With increasing expectations that the U.S. Department of Justice may block the pending acquisition of health insurer Humana by Aetna, JPMorgan downgraded Friday shares of Humana to "neutral" from "overweight."
"We have long held that only HUM shares have material downside if the DOJ were to block the pending acquisition by Atena," JP Morgan's Gary Taylor said in a report Friday.
The probability of a deal approval has declined well below 50/50 chance, Taylor said. If the deal were not to happen, Humana's shares could fall to a range of as low as $115 to $125, the analyst said.
The rival companies were scheduled to meet Assistant Attorney General William Baer Friday to discuss "significant concerns" with the deal, reported trade publication MLex, citing unnamed sources.
The regulators' concerns are focused on whether the deal will limit consumer choices for Medicare Advantages health plans for the elderly, according to reports.
If regulators challenge the acquisition, Aetna will need to decide if it wants to litigate the Justice Department's decision. Even if it does, and the deal still falls through, Aetna will owe a $1 billion pretax termination fee to Humana.
But for Wedbush Securities analyst Sarah James, she is confident that the Aetna deal will go through.
"We're 80 to 90 percent confident that the Aetna deal is going to go through," she told told CNBC's "Power Lunch" Friday.
She added, the results of the DOJ meeting could result in an update regarding the next steps for the companies to take and what a divestiture profile might look like.
"We expect stocks to move on that," she said.
Humana's stock has fallen about 11 percent this year, and were recently trading at $158.15, down 2.82 percent, or $4.59. Taylor also slashed his price target for Humana shares to $150 from $196.

EXERCISE PROMPT >>
Answer these questions from the article on the Aetna–Humana deal:
(a) To what rating did JPMorgan downgrade Humana shares, and from what rating?
(b) What fee would Aetna owe Humana if the deal fell through?
(c) How confident did Sarah James say she was that the deal would go through?

DATA >>
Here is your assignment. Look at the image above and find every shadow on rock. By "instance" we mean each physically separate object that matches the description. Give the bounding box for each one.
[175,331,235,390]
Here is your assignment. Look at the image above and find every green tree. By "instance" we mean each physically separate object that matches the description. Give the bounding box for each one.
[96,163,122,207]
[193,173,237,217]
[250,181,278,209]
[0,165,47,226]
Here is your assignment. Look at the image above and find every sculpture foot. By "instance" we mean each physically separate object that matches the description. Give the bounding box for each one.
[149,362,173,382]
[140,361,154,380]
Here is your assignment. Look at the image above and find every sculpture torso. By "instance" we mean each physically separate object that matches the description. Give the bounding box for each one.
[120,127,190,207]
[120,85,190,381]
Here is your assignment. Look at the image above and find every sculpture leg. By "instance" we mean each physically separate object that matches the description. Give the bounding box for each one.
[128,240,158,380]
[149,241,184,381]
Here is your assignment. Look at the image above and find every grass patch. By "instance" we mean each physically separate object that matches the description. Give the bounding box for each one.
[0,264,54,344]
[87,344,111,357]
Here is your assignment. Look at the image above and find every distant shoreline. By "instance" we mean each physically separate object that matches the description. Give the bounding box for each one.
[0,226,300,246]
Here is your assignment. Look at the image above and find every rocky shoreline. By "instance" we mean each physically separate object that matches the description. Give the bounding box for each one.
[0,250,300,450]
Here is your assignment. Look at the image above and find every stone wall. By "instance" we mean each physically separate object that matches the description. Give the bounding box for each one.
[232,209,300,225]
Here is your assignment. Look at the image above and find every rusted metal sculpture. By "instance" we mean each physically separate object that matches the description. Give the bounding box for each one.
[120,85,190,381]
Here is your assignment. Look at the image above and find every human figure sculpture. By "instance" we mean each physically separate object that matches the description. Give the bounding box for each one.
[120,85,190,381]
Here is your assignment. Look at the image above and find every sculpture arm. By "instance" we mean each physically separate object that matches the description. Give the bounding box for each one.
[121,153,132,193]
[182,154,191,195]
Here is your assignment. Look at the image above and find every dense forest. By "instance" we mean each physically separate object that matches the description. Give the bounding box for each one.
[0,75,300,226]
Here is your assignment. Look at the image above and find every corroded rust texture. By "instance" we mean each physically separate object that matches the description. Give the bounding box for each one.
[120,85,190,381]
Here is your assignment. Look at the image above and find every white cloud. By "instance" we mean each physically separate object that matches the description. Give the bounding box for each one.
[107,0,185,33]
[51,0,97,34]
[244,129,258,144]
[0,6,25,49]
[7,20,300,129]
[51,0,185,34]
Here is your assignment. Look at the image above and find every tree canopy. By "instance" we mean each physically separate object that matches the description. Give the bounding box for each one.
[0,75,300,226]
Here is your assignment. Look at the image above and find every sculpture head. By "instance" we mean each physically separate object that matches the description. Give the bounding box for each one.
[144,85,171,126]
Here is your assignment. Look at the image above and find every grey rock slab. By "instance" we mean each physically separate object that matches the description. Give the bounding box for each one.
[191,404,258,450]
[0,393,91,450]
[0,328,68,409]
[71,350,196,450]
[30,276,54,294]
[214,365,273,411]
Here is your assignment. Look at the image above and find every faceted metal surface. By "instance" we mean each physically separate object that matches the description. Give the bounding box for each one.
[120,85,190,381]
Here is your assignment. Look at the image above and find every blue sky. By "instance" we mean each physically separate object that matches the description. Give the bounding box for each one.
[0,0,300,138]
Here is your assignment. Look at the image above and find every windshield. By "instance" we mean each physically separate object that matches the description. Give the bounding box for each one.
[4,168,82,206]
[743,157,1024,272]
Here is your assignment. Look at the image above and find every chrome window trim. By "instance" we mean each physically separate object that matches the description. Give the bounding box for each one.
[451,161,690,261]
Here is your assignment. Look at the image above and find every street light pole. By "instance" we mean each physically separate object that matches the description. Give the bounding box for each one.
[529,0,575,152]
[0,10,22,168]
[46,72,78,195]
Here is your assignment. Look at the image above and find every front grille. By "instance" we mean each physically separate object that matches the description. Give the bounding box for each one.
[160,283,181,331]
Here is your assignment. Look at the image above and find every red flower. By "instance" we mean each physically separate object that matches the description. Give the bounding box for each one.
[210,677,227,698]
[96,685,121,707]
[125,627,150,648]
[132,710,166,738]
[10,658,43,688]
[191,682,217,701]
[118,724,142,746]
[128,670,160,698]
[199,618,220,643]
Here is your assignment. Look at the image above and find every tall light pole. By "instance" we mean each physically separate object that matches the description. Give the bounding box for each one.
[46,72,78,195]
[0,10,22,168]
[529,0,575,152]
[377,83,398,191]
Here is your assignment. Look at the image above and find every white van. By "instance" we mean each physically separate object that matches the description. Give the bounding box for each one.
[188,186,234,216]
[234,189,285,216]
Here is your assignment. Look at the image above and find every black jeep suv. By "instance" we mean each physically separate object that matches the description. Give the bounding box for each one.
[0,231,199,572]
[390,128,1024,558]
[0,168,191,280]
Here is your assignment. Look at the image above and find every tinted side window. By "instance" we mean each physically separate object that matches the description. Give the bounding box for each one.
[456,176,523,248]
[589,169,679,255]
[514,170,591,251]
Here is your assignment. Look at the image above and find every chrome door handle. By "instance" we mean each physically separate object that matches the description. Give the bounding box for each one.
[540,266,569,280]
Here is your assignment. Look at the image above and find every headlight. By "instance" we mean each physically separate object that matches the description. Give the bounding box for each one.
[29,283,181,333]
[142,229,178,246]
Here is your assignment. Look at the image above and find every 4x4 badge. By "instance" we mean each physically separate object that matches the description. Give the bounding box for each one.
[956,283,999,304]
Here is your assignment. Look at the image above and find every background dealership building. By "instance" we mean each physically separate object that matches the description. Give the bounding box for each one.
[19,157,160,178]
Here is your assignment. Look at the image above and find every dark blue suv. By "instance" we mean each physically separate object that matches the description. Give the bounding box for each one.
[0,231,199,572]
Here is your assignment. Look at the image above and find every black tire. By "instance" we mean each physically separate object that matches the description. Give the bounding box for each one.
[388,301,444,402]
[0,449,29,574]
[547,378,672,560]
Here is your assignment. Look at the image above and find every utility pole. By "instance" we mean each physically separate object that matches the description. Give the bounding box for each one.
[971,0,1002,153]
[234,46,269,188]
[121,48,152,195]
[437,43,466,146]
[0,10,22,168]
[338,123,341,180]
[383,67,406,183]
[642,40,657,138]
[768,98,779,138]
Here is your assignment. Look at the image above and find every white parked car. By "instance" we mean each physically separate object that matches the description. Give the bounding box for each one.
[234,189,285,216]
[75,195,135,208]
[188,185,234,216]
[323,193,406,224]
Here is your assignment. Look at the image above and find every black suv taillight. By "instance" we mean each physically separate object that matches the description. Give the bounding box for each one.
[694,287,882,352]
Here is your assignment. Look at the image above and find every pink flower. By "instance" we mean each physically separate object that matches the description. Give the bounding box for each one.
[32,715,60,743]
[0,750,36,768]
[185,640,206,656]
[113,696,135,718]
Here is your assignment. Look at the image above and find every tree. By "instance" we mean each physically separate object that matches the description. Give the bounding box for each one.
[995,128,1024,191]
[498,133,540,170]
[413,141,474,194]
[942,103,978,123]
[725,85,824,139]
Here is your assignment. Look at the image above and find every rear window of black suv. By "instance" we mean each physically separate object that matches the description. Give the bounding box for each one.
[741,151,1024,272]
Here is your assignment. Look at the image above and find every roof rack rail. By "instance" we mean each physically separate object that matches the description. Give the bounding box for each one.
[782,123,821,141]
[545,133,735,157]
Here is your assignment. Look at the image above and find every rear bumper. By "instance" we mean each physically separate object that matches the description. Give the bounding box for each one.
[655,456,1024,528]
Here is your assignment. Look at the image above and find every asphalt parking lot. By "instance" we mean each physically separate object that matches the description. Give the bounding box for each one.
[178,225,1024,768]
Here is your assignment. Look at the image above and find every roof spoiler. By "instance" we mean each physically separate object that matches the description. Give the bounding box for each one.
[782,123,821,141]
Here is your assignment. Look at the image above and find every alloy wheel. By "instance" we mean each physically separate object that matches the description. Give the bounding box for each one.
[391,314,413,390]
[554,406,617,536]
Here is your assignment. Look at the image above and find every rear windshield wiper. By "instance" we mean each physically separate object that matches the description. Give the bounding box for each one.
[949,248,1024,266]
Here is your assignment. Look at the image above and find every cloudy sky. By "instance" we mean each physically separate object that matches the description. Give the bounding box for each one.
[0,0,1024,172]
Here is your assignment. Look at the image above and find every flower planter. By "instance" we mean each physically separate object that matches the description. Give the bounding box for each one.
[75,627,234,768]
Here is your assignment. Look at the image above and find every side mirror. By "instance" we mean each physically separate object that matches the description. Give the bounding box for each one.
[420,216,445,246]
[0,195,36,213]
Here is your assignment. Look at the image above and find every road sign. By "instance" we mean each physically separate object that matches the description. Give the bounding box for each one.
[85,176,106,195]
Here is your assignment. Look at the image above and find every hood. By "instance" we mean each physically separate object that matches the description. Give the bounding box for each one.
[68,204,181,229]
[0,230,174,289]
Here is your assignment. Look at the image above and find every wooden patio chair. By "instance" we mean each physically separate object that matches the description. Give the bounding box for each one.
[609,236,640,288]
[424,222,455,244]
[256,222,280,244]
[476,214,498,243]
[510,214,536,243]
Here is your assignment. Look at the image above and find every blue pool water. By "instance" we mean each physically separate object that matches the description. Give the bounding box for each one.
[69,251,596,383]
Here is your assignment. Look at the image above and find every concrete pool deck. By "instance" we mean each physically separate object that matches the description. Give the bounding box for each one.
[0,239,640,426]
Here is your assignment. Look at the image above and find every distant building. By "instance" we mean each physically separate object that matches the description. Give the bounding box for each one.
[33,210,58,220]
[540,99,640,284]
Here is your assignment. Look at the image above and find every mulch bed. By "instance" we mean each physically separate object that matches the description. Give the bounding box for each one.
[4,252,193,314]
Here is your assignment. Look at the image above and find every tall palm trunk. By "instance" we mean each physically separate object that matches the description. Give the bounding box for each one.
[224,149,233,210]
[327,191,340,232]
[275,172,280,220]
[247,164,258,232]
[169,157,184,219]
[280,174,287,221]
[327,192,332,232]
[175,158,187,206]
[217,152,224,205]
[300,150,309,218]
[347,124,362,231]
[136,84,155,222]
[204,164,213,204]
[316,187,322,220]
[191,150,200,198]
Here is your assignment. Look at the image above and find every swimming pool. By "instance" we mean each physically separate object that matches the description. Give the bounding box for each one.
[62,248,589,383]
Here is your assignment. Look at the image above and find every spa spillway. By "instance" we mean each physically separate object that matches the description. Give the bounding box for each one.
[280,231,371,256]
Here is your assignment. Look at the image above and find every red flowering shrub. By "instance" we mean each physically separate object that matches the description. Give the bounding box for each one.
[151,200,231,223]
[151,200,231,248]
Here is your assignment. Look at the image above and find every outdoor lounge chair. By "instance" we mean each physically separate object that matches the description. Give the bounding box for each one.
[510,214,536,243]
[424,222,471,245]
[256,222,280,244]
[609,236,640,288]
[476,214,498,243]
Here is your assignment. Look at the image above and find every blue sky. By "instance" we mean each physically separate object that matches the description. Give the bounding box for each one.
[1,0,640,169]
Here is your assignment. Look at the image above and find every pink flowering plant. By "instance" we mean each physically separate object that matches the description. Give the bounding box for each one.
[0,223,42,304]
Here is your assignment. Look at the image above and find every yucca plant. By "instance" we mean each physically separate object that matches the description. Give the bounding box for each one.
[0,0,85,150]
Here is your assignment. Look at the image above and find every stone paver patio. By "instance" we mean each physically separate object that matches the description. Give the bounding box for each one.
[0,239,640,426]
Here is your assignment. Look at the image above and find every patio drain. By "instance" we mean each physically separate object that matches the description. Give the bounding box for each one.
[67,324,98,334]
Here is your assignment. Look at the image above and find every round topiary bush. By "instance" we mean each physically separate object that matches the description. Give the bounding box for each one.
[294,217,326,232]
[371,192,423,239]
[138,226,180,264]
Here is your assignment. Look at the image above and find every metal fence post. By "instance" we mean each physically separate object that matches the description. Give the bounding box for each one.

PROBLEM SOLUTION >>
(a) To "neutral" from "overweight."
(b) A $1 billion pretax termination fee.
(c) 80 to 90 percent confident.